Direction — Skip all pictures, then print the remaining material exactly.

Stored data —
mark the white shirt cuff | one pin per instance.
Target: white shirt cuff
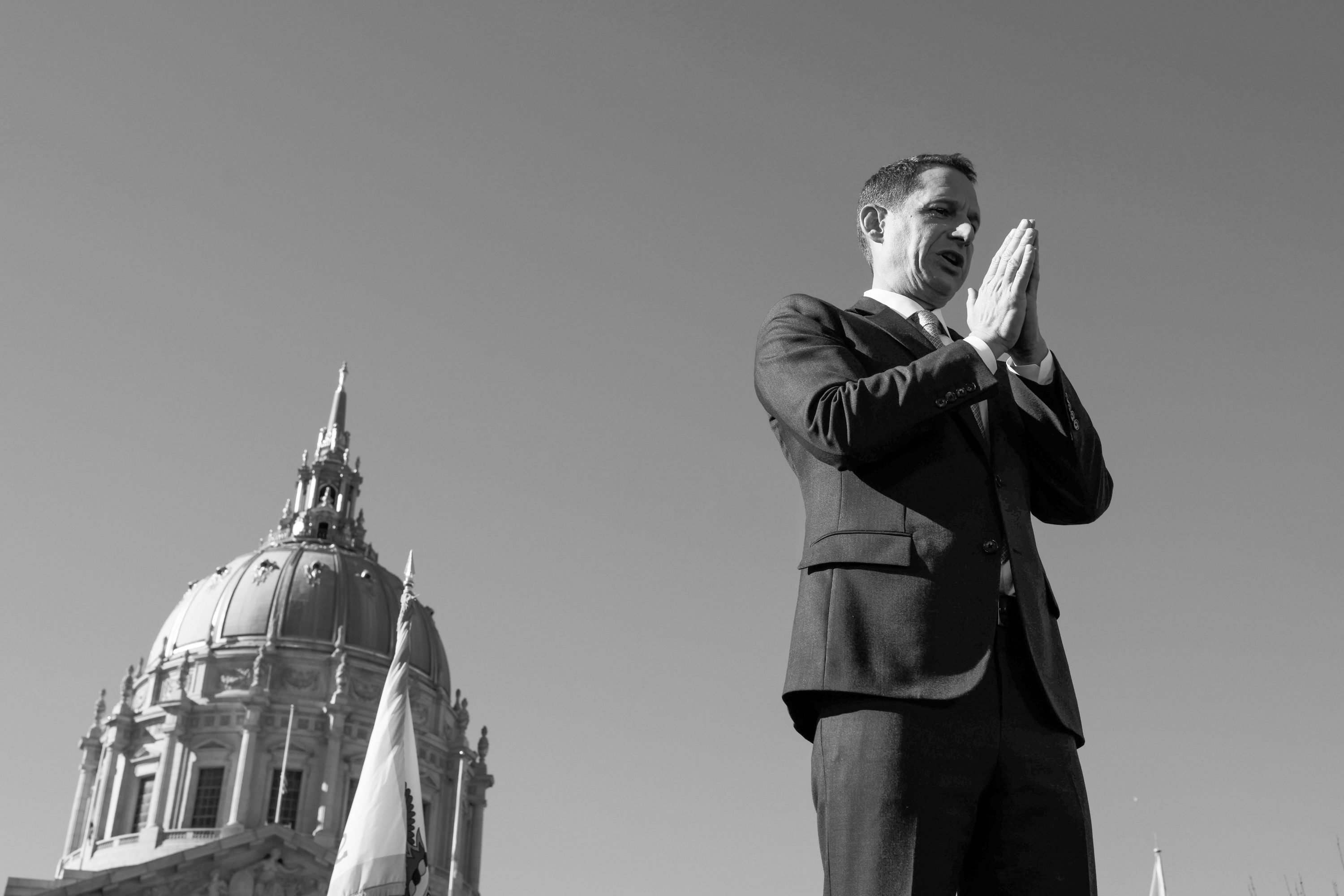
(986, 355)
(1041, 374)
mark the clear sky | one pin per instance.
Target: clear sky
(543, 236)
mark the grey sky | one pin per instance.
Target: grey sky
(543, 236)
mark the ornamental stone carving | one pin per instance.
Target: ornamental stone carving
(234, 677)
(366, 688)
(299, 679)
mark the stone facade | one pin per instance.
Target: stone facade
(272, 664)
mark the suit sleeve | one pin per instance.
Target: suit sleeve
(810, 378)
(1070, 482)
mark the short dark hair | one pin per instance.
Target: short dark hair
(893, 183)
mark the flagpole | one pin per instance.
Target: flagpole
(284, 766)
(457, 821)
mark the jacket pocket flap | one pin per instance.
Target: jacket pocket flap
(859, 546)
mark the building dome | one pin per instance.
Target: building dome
(300, 593)
(252, 718)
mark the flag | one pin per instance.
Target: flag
(1159, 887)
(382, 852)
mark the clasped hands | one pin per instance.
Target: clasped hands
(1003, 311)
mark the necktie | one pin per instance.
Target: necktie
(933, 332)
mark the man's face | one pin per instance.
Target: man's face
(926, 245)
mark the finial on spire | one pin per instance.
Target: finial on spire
(336, 424)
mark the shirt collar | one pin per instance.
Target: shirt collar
(904, 306)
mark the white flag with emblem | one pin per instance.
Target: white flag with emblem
(382, 852)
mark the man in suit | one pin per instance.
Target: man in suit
(926, 665)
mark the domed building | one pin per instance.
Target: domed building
(232, 757)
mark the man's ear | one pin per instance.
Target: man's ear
(871, 221)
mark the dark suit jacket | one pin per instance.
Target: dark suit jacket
(909, 508)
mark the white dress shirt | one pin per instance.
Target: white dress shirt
(1042, 374)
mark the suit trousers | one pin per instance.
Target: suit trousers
(975, 796)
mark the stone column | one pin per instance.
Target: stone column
(163, 782)
(244, 771)
(327, 825)
(115, 738)
(479, 782)
(92, 747)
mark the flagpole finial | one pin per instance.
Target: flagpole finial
(408, 590)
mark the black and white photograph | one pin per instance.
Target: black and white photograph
(603, 449)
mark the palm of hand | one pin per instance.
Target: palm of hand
(1003, 311)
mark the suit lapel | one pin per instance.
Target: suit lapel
(894, 326)
(914, 340)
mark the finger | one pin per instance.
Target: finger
(1006, 253)
(996, 263)
(1023, 272)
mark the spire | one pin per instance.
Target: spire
(327, 491)
(336, 422)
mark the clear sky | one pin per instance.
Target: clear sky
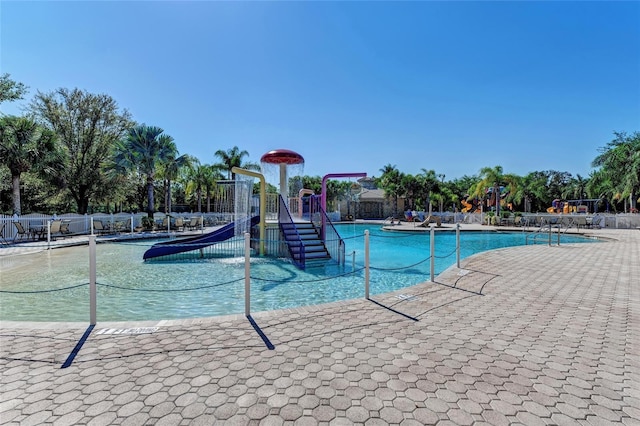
(351, 86)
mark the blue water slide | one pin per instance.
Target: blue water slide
(197, 242)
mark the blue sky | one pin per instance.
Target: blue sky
(351, 86)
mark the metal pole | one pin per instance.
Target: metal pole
(432, 236)
(48, 235)
(366, 264)
(247, 274)
(457, 245)
(92, 280)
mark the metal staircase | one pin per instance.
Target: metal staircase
(304, 242)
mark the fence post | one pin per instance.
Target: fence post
(457, 245)
(92, 280)
(366, 264)
(432, 243)
(247, 274)
(48, 235)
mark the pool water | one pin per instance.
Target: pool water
(53, 286)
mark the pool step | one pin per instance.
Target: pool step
(304, 242)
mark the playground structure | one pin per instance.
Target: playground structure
(573, 206)
(307, 241)
(470, 207)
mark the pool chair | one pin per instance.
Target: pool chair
(99, 227)
(2, 240)
(410, 217)
(429, 220)
(64, 227)
(22, 232)
(194, 223)
(54, 229)
(178, 224)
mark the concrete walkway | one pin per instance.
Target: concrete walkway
(528, 335)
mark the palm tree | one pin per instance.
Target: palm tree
(233, 158)
(620, 161)
(171, 170)
(429, 181)
(24, 145)
(389, 181)
(145, 149)
(197, 181)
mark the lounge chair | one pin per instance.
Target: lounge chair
(21, 232)
(54, 229)
(194, 223)
(178, 225)
(431, 219)
(2, 240)
(64, 227)
(99, 227)
(410, 217)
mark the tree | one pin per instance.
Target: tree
(88, 126)
(24, 145)
(233, 158)
(171, 167)
(390, 181)
(197, 181)
(429, 182)
(145, 148)
(619, 160)
(10, 90)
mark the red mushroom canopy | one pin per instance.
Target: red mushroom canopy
(282, 156)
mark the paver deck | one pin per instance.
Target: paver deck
(528, 335)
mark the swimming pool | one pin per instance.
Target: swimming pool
(130, 289)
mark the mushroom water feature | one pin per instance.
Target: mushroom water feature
(284, 160)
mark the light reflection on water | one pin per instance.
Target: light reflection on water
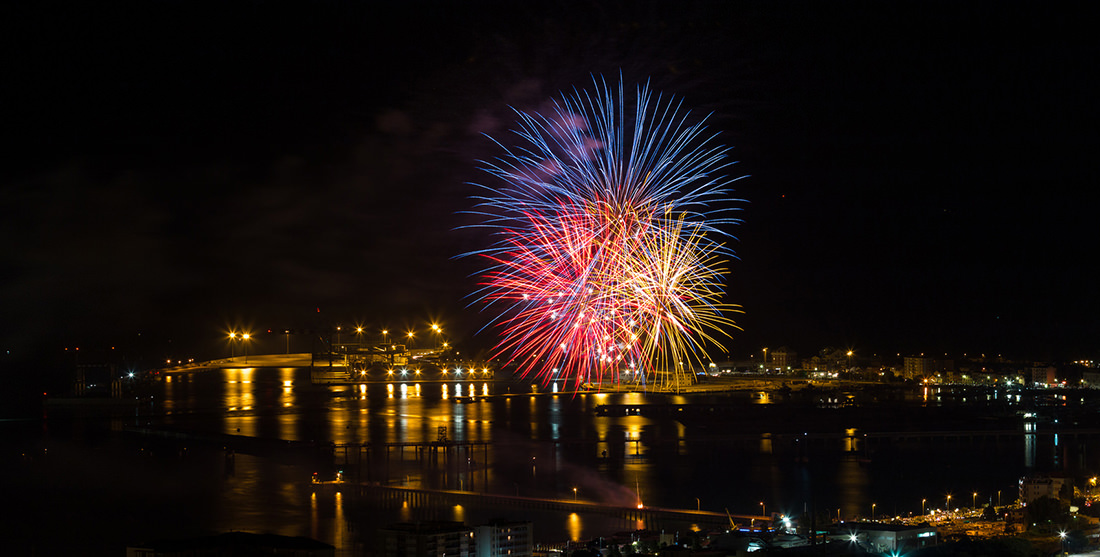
(616, 459)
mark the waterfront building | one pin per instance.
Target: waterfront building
(1034, 487)
(427, 539)
(917, 367)
(504, 538)
(891, 538)
(782, 359)
(1043, 375)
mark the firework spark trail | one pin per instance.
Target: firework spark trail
(608, 254)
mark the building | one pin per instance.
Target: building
(1034, 487)
(426, 539)
(917, 367)
(891, 538)
(1043, 375)
(504, 538)
(783, 359)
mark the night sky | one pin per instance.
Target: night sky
(921, 175)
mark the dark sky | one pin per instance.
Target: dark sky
(921, 173)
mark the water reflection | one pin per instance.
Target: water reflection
(573, 526)
(662, 460)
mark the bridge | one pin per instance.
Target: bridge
(393, 497)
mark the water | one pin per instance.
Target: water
(86, 472)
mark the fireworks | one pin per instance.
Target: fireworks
(609, 224)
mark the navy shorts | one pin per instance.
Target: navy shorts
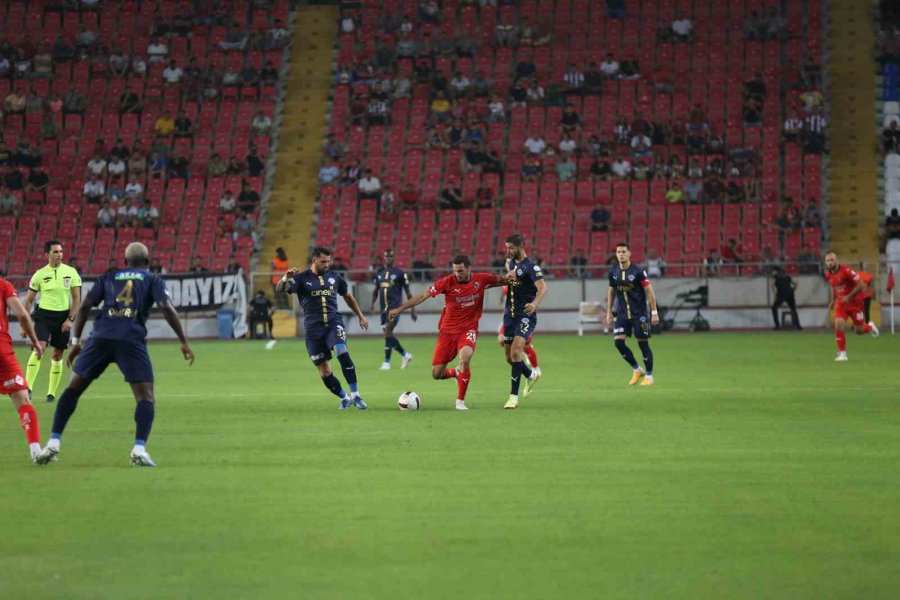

Final result —
mark the white shirt cuff | one pin per instance.
Target: white shirt cuff
(986, 355)
(1041, 374)
mark the clear sky | one pin per instance.
Target: clear sky
(543, 236)
mark the grey sky | one pin per instance.
Target: grey sky
(543, 236)
mark the ornamental stone carving | one pin per instance.
Target: ornamental stone carving
(234, 677)
(366, 688)
(299, 679)
mark the stone facade | one pin per instance.
Target: stone facade
(272, 664)
mark the suit sleeve | one pin per instance.
Target: suit sleeve
(810, 378)
(1070, 482)
mark the short dark hair | one pin per instance.
Target: short dark hair
(893, 183)
mark the flagpole | one pin per instance.
Target: flagpole
(284, 766)
(457, 821)
mark the jacket pocket flap | one pin per instance.
Target: jacket pocket flap
(859, 546)
mark the building dome | one pin per instance.
Target: building dome
(300, 593)
(252, 718)
mark the flag | one pin per instance.
Target: flag
(1159, 887)
(382, 852)
mark the clasped hands | one pin per instance.
Target: clasped hands
(1003, 311)
mark the necktie | one pin per instance.
Target: necktie
(933, 332)
mark the man's face | one pin per instance.
Target: man's face
(926, 245)
mark the finial on spire | one pin per instance.
Target: finial on spire
(336, 424)
mark the shirt collar | one pin per instance.
Target: shirt collar
(904, 306)
mark the white flag with emblem | one pin per instance.
Target: white flag with emblem
(382, 852)
mark the man in suit | one pin per instance.
Target: man in suit
(926, 665)
mark the domed building | one pin per instance.
Target: domed building
(232, 757)
mark the man's ear | one pin per instance.
Target: man's ear
(871, 221)
mark the dark suit jacket | one pin per instance.
Target: dark suit jacket
(909, 508)
mark the white dress shirt | one pin per instance.
Target: white dress shirt
(1042, 374)
mark the suit trousers | one pin per instance.
Target: suit trousers
(975, 796)
mark the stone column | one pin per instance.
Target: stone column
(163, 782)
(244, 771)
(327, 825)
(115, 738)
(479, 782)
(92, 747)
mark the flagpole finial | one pin per instance.
Target: flagpole finial
(408, 590)
mark the black and white photograph | one pin per instance.
Target: black and white photograph
(603, 449)
mark the palm of hand | one pin per instance.
Target: palm of hand
(1003, 311)
mark the suit lapel | one pin per instance.
Target: suit lapel
(894, 326)
(914, 340)
mark the finger | one pin per instance.
Target: finger
(1006, 253)
(996, 263)
(1023, 272)
mark the spire | one pin per instance.
Target: spire
(327, 491)
(336, 422)
mark the clear sky | one pin per instance.
Target: clear sky
(351, 86)
mark the blue water slide | one pin per instance.
Target: blue water slide
(197, 242)
mark the blue sky | one pin per instance.
Target: blue sky
(351, 86)
mark the metal pole | one pin per instance.
Target: metal pole
(432, 236)
(48, 235)
(366, 264)
(247, 274)
(457, 245)
(92, 280)
mark the metal staircase | one pin per instance.
Target: metal staircase
(304, 242)
mark the fence post | one pin per instance.
Target: fence post
(457, 245)
(92, 280)
(366, 264)
(432, 243)
(247, 274)
(48, 235)
mark the pool water | one pin per instance.
Target: pool water
(53, 286)
mark the pool step | one pin per instance.
Target: pool step
(304, 242)
mark the playground structure | one pin per instance.
Target: playground structure
(573, 206)
(307, 241)
(470, 207)
mark the pool chair | one pin per instance.
Target: pool chair
(99, 227)
(2, 240)
(410, 217)
(429, 220)
(64, 227)
(22, 232)
(194, 223)
(54, 229)
(178, 224)
mark the concrete walkway | one pin per instance.
Target: concrete walkway
(528, 335)
mark the palm tree | one pin per instance.
Target: palm tree
(233, 158)
(620, 161)
(171, 170)
(429, 181)
(24, 145)
(389, 181)
(145, 149)
(197, 181)
mark the lounge chair | one pin per instance.
Target: lounge chair
(21, 232)
(54, 229)
(194, 223)
(178, 225)
(431, 219)
(2, 240)
(64, 227)
(99, 227)
(410, 217)
mark the tree | one pin per instance.
Target: tree
(88, 126)
(24, 145)
(233, 158)
(171, 167)
(390, 181)
(197, 181)
(429, 182)
(145, 148)
(619, 160)
(10, 90)
mark the red mushroom canopy | one pin per instance.
Target: red mushroom canopy
(282, 156)
mark the paver deck | one pin per instance.
Target: paver deck
(528, 335)
mark the swimming pool | one pin per instance.
Target: swimming pool
(130, 289)
mark the mushroom water feature | one pin per instance.
Target: mushroom water feature
(284, 160)
mark the light reflection on water | one pin per instance.
Target: light reflection on water
(616, 459)
mark the waterfront building | one pin per instance.
Target: waterfront building
(1034, 487)
(427, 539)
(917, 367)
(504, 538)
(891, 538)
(782, 359)
(1043, 375)
mark the firework spark trail | one pin per instance.
Target: firework spark trail
(608, 254)
mark the building | one pin per instance.
Target: building
(1034, 487)
(426, 539)
(917, 367)
(891, 538)
(1043, 375)
(504, 538)
(783, 359)
mark the night sky | one pin per instance.
Target: night sky
(921, 175)
mark the dark sky | one pin per instance.
Target: dark sky
(921, 173)
mark the water reflection | one pin per instance.
Target: water reflection
(573, 526)
(662, 460)
mark the bridge | one pin per instance.
Target: bridge
(393, 497)
mark the water | one pin per instance.
Target: water
(86, 472)
mark the fireworks | one pin per instance.
Target: fireworks
(609, 224)
mark the navy shorts | one pin per instance.
Target: navy shorts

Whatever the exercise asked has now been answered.